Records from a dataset
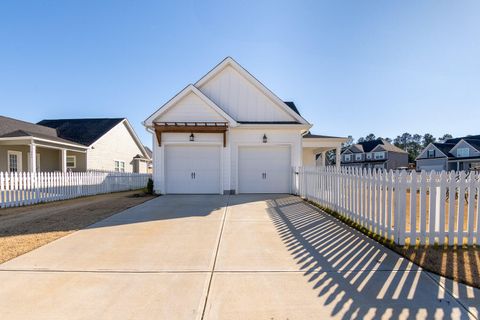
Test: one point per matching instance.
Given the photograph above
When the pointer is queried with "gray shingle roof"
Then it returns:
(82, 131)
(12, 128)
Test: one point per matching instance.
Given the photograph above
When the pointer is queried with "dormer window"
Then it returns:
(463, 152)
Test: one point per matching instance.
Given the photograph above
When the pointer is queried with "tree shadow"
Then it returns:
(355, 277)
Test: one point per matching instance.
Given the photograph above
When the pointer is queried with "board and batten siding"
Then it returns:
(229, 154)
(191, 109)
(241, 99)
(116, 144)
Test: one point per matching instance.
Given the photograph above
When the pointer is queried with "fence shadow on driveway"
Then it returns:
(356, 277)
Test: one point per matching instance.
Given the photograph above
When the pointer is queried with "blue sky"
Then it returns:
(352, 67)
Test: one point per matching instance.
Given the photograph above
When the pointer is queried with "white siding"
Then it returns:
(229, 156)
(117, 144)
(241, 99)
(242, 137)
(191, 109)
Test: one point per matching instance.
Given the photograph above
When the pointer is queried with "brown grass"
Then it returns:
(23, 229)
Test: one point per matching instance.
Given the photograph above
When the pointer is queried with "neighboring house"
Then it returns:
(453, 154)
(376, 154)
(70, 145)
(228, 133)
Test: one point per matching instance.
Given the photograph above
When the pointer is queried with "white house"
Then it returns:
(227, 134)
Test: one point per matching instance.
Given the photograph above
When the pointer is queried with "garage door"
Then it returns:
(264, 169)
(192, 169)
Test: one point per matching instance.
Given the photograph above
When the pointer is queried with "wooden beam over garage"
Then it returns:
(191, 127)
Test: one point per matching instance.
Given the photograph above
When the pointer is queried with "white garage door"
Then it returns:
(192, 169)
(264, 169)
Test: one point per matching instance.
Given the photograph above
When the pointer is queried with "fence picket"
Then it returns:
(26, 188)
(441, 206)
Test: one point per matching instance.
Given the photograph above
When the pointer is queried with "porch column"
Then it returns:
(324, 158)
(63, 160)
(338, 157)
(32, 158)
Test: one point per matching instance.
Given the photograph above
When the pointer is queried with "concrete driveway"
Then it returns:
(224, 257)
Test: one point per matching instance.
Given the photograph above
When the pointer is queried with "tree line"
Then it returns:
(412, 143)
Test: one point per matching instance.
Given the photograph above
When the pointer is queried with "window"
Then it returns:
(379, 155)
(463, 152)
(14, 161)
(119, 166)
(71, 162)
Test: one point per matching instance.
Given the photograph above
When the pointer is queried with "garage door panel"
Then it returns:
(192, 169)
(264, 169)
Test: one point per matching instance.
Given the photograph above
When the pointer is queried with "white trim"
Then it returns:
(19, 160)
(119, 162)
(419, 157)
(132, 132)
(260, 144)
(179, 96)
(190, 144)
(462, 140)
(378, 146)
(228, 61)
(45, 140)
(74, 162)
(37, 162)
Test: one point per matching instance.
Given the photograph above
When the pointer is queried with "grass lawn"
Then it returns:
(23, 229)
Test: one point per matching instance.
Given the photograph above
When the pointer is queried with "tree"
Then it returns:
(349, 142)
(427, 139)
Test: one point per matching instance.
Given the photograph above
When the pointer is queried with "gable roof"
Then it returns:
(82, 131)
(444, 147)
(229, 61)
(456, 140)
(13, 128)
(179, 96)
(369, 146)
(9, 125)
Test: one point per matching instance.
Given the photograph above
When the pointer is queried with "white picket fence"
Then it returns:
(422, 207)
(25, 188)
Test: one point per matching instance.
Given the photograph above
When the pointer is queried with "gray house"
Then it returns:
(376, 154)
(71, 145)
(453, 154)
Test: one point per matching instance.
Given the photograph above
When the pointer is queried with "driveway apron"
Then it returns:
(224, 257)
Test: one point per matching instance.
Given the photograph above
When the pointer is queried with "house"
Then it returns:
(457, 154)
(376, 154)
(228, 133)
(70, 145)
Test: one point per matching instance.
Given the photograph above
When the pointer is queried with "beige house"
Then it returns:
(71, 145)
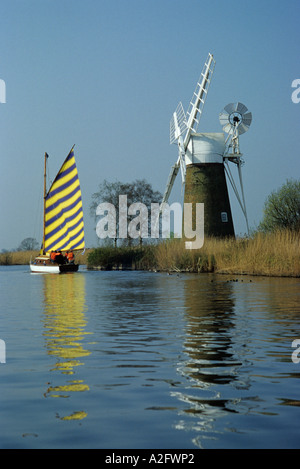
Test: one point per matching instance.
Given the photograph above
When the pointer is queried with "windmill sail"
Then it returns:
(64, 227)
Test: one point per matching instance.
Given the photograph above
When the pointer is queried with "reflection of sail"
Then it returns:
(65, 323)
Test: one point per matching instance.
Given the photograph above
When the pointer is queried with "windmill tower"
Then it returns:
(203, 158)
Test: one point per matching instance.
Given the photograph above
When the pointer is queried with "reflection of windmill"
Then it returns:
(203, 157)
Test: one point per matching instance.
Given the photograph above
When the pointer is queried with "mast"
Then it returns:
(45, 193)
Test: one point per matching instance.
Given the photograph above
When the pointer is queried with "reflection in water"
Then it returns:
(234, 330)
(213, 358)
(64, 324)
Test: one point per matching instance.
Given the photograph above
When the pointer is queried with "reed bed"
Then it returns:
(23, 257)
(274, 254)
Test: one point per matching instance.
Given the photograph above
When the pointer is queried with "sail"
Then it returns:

---

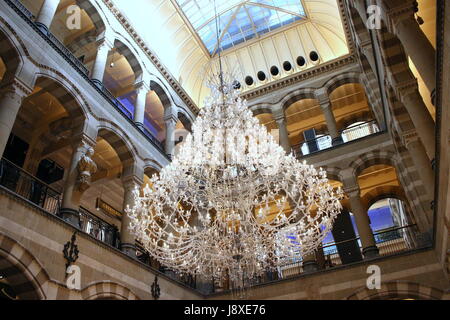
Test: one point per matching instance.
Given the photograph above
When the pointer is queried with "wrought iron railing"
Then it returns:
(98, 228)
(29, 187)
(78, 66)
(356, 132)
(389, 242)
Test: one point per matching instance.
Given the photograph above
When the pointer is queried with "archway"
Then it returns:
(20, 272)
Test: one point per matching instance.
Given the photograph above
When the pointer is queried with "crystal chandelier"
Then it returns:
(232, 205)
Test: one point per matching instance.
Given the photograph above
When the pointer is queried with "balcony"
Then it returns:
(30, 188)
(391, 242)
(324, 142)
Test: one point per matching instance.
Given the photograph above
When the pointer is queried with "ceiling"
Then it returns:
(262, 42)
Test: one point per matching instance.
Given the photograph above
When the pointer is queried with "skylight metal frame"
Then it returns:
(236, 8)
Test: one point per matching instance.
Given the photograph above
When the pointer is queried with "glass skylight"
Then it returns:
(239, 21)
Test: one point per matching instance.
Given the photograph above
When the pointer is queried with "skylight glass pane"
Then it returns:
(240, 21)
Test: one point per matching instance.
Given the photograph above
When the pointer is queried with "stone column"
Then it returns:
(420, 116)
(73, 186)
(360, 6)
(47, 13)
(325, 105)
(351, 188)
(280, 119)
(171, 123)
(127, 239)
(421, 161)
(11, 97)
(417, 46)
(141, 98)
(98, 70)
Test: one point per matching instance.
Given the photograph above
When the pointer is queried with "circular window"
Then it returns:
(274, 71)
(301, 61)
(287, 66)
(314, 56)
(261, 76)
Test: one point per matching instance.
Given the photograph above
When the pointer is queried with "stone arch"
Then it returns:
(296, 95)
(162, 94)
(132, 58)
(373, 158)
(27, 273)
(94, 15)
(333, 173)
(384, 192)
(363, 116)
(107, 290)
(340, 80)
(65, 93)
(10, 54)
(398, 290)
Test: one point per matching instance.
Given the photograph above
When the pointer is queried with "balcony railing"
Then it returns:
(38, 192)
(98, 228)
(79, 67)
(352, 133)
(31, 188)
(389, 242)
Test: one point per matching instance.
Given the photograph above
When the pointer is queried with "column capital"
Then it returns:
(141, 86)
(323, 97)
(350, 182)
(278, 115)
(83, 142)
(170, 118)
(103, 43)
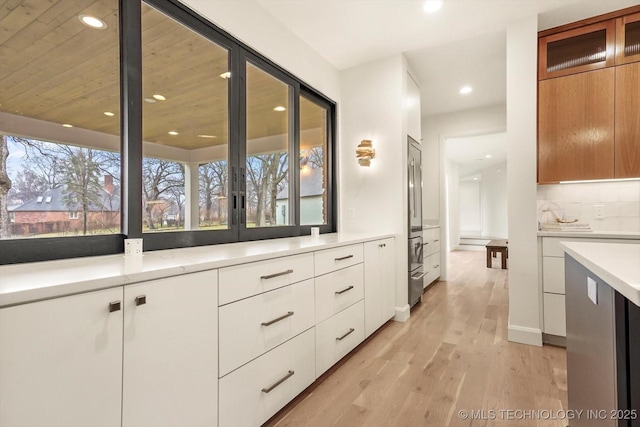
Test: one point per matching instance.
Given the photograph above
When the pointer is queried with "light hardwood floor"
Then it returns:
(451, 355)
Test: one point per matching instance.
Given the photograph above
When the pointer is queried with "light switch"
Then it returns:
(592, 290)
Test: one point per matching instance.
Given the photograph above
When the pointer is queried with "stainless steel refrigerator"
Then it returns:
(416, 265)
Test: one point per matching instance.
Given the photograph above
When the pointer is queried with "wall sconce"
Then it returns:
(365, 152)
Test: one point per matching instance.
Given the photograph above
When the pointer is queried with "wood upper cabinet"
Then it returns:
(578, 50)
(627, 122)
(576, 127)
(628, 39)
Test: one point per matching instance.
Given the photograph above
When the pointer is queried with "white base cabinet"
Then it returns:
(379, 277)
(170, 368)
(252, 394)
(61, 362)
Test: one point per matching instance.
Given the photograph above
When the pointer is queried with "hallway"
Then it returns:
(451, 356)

Directions » List each line in the data above that contains the string "cabinet". Case matters.

Result of the task »
When the pointer is queried with "wood upper cabinet"
When the pointer is queried with "white base cabinet"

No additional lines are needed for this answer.